---------- Available records

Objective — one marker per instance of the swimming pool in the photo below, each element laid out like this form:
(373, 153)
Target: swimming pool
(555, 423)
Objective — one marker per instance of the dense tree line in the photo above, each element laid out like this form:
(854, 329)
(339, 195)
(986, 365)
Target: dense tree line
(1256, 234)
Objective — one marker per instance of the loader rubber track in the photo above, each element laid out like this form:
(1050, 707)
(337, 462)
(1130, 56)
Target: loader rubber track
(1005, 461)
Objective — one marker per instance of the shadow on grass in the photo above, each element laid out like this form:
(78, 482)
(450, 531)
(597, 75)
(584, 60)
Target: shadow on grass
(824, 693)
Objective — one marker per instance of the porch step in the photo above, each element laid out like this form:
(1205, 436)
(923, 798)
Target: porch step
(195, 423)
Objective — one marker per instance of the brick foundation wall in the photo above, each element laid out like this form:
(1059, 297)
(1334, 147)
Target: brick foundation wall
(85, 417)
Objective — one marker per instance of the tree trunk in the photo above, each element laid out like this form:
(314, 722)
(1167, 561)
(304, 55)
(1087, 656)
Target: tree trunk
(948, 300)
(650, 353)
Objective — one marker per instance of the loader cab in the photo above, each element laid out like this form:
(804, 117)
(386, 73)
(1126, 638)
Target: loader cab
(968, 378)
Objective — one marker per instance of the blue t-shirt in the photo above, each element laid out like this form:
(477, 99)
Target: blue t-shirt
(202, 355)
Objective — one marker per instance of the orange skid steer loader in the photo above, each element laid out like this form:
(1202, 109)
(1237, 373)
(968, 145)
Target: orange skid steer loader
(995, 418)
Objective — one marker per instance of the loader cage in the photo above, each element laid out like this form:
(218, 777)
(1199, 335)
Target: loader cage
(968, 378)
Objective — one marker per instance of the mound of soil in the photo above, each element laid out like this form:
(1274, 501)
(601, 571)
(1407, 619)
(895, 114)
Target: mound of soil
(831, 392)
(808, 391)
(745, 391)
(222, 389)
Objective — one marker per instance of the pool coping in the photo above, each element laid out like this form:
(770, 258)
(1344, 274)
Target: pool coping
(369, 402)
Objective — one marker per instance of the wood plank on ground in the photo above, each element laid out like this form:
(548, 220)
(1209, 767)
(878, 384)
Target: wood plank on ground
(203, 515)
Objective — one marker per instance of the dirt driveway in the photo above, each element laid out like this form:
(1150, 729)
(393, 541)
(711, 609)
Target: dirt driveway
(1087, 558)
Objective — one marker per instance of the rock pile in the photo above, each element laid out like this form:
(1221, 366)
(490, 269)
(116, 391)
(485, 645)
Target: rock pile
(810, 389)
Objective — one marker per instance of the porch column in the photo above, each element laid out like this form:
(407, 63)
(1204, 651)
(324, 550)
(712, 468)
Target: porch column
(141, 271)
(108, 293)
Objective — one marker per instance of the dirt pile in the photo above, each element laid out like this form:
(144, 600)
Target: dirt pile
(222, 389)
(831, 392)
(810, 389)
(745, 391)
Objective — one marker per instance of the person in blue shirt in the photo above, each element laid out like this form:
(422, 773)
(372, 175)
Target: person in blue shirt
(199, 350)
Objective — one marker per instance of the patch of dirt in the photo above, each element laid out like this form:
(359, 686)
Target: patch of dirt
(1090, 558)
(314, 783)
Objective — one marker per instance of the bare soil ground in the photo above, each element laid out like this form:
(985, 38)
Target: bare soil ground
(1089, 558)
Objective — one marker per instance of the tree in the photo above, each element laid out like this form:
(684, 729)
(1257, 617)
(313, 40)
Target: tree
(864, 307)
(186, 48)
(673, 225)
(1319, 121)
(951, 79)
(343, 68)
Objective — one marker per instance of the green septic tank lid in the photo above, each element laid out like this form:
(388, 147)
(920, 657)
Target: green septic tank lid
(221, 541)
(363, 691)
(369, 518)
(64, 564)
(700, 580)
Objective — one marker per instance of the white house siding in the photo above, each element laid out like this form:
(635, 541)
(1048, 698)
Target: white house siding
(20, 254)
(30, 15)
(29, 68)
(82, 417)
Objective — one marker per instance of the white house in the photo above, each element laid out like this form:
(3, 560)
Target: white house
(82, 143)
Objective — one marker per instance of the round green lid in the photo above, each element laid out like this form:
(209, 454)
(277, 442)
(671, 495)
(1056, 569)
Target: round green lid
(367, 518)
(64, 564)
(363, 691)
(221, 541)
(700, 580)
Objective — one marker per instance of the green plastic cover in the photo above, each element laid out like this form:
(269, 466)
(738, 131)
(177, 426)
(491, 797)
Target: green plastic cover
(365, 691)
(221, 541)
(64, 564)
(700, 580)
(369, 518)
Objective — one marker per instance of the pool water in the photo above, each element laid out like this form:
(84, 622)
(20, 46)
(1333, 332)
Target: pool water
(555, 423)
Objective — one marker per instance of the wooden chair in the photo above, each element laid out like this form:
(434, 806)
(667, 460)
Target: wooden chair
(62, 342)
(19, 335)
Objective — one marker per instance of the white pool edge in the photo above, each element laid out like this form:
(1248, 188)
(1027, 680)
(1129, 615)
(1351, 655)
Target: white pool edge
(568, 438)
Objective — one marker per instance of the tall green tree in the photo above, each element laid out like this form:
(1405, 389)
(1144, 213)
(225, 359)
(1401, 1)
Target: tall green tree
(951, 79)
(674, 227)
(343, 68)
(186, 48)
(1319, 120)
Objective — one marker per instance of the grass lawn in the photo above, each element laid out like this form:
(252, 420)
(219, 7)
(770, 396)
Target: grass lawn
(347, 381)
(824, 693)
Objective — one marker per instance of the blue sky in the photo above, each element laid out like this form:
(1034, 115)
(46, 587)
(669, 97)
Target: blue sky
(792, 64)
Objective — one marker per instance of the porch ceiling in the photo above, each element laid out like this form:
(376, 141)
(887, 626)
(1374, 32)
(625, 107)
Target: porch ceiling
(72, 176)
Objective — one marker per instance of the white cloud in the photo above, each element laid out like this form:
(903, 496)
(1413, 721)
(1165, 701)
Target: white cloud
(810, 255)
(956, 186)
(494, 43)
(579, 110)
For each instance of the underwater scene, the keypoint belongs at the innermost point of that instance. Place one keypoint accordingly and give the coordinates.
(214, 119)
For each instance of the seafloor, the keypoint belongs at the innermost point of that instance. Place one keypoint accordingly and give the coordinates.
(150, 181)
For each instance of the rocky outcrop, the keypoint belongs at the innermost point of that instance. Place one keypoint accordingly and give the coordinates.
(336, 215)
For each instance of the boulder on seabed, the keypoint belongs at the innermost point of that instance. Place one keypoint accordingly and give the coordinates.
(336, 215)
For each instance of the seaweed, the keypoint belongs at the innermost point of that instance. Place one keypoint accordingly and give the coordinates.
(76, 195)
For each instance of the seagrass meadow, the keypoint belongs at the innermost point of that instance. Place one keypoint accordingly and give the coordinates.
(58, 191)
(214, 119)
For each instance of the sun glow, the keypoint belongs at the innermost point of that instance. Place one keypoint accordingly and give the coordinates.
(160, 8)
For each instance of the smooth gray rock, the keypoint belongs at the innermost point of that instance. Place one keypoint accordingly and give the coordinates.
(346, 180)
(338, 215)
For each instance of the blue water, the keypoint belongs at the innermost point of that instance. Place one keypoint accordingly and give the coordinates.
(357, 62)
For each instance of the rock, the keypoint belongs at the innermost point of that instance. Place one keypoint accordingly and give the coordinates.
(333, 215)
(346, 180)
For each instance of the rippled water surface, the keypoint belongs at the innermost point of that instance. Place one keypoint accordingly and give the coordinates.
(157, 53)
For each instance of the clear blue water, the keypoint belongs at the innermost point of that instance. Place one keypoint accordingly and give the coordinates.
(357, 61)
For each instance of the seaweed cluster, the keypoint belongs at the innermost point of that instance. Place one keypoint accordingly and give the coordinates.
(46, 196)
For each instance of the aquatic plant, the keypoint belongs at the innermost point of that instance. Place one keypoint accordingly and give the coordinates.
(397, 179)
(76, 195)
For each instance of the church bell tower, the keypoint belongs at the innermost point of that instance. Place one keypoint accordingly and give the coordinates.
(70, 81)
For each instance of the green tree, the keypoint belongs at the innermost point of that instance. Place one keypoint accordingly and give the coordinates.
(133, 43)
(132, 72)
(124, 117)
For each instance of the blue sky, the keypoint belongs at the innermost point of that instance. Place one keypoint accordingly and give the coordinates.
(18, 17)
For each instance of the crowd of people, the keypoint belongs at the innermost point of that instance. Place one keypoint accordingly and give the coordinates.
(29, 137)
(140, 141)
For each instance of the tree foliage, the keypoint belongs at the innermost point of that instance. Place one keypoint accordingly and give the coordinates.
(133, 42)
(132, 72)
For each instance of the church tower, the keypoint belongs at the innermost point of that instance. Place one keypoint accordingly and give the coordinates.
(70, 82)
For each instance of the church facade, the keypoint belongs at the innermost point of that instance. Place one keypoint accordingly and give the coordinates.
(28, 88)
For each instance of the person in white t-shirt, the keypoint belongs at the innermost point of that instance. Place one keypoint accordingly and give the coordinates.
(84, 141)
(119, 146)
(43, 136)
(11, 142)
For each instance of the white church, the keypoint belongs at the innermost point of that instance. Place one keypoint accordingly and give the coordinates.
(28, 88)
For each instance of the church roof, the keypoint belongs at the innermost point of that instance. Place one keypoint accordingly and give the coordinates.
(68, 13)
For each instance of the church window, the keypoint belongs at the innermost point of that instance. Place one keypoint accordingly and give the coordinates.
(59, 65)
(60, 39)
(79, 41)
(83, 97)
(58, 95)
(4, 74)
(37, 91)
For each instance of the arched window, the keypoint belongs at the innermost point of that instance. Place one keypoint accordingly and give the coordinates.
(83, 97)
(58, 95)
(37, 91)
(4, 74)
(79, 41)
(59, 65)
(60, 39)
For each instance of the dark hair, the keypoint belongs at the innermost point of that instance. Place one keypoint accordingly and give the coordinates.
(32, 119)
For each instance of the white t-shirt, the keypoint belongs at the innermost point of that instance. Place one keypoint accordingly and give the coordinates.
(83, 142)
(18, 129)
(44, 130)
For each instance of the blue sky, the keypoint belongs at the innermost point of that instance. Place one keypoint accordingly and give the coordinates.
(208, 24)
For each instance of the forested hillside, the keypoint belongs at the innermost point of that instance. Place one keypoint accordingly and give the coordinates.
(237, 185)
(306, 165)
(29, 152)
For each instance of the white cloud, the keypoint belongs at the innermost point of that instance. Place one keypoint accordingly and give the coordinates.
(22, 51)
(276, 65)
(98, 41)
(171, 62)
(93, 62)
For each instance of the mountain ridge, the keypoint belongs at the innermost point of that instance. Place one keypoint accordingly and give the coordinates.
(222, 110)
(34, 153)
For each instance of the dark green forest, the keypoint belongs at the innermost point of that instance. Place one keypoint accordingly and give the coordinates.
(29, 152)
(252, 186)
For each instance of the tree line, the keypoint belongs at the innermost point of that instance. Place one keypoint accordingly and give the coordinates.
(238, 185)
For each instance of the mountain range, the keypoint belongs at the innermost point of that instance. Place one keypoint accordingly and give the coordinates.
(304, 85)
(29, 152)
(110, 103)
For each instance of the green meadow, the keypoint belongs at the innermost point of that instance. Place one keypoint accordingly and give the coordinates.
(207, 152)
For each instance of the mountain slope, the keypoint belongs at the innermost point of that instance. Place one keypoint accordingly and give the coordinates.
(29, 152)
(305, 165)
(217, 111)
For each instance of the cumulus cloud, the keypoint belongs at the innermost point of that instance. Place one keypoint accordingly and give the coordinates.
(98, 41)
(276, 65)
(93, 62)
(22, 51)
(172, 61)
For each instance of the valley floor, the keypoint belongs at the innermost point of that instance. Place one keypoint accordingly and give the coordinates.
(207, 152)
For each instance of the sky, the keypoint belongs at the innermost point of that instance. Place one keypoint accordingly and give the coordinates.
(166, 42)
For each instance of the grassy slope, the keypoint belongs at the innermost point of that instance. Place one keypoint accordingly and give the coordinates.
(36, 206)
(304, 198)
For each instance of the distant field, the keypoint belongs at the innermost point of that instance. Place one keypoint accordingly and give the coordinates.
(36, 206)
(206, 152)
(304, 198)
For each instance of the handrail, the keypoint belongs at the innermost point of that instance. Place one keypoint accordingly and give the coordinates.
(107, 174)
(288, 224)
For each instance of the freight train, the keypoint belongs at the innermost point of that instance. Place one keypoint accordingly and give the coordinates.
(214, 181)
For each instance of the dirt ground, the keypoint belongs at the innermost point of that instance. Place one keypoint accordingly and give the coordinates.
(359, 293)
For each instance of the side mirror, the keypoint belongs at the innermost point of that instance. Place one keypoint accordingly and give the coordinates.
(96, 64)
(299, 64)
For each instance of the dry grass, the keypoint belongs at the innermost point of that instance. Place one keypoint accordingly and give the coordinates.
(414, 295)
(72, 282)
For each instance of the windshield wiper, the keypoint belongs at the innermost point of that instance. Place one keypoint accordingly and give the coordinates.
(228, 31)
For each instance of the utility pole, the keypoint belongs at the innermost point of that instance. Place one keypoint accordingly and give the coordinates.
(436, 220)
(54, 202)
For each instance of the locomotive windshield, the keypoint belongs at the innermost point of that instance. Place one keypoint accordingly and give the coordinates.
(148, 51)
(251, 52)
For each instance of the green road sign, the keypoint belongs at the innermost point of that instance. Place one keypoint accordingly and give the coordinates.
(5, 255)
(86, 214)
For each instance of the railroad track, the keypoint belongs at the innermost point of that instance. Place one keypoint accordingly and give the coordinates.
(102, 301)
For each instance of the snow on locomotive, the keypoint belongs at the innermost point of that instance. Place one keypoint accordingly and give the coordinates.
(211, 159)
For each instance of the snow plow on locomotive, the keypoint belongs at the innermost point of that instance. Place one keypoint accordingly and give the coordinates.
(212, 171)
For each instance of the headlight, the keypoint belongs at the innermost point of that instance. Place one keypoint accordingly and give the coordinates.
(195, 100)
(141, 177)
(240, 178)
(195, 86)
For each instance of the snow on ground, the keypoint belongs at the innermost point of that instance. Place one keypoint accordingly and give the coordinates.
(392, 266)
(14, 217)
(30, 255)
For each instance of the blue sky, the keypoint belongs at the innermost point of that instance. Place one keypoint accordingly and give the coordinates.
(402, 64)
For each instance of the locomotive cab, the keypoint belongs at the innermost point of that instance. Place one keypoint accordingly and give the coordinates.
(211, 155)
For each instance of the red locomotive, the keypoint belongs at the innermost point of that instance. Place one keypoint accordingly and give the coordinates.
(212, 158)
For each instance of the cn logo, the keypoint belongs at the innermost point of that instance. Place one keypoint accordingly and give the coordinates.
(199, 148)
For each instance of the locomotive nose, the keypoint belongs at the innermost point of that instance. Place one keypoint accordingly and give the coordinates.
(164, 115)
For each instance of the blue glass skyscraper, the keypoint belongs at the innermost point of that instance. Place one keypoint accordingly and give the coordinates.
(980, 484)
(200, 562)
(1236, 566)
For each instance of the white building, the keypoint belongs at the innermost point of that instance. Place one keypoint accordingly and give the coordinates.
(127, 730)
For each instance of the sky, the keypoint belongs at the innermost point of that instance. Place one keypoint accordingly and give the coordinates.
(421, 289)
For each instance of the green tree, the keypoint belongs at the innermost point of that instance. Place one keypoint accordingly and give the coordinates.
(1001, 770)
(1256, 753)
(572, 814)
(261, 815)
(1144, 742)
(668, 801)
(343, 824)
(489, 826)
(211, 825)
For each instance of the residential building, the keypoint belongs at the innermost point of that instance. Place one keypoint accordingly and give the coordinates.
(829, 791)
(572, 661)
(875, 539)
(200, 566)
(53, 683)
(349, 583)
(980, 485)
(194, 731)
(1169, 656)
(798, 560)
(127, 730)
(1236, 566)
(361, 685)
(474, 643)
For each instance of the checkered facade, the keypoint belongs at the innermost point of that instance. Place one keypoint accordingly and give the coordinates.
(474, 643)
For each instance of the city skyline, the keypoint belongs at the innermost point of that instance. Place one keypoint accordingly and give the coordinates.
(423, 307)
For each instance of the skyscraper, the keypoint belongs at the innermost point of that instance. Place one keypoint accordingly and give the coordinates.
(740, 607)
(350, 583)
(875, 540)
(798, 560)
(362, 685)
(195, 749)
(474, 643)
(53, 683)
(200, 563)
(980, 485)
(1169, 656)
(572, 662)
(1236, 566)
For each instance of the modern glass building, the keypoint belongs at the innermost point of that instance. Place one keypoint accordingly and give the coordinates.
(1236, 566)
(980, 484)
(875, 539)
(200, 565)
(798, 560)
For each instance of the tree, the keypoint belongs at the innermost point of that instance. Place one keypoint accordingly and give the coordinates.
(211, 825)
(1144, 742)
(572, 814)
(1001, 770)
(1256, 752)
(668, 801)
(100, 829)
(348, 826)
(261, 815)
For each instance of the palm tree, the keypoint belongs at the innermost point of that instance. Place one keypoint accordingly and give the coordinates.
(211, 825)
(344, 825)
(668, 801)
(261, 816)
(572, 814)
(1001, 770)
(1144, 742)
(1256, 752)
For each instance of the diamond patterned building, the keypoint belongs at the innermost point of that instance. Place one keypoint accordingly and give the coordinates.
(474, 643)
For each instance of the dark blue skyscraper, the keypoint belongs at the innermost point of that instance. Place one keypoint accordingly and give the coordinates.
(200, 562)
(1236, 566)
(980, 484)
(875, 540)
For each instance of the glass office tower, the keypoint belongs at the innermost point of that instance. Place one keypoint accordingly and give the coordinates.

--------------------

■ **What to produce**
What is asked for is an exact copy of the lines above from the one containing "Objective — one marker per instance of the round" through the one containing "(1351, 655)", and only those.

■ **Answer for the task**
Objective — one marker per instance of the round green lid in the photo above, each element laid out like this form:
(209, 454)
(277, 442)
(671, 495)
(1056, 569)
Target: round green lid
(367, 518)
(64, 564)
(363, 691)
(221, 541)
(700, 580)
Objective — one marker per instance of the green plastic cover in the photo above, each element laid out like this form:
(269, 466)
(738, 131)
(177, 426)
(491, 797)
Target: green plastic cover
(365, 691)
(221, 541)
(64, 564)
(700, 580)
(369, 518)
Objective — one marker per instance of the pool water in the photo above, each element laid out like this form:
(84, 622)
(20, 46)
(1333, 332)
Target: pool water
(555, 423)
Objective — one marker per instance of the wooden chair in the photo above, each element laid out like this form:
(434, 806)
(667, 460)
Target: wooden chair
(62, 342)
(19, 335)
Objective — one marker per instance of the white pool edge in the photo above, each element laid out like this form:
(1248, 188)
(1027, 680)
(1129, 615)
(1351, 655)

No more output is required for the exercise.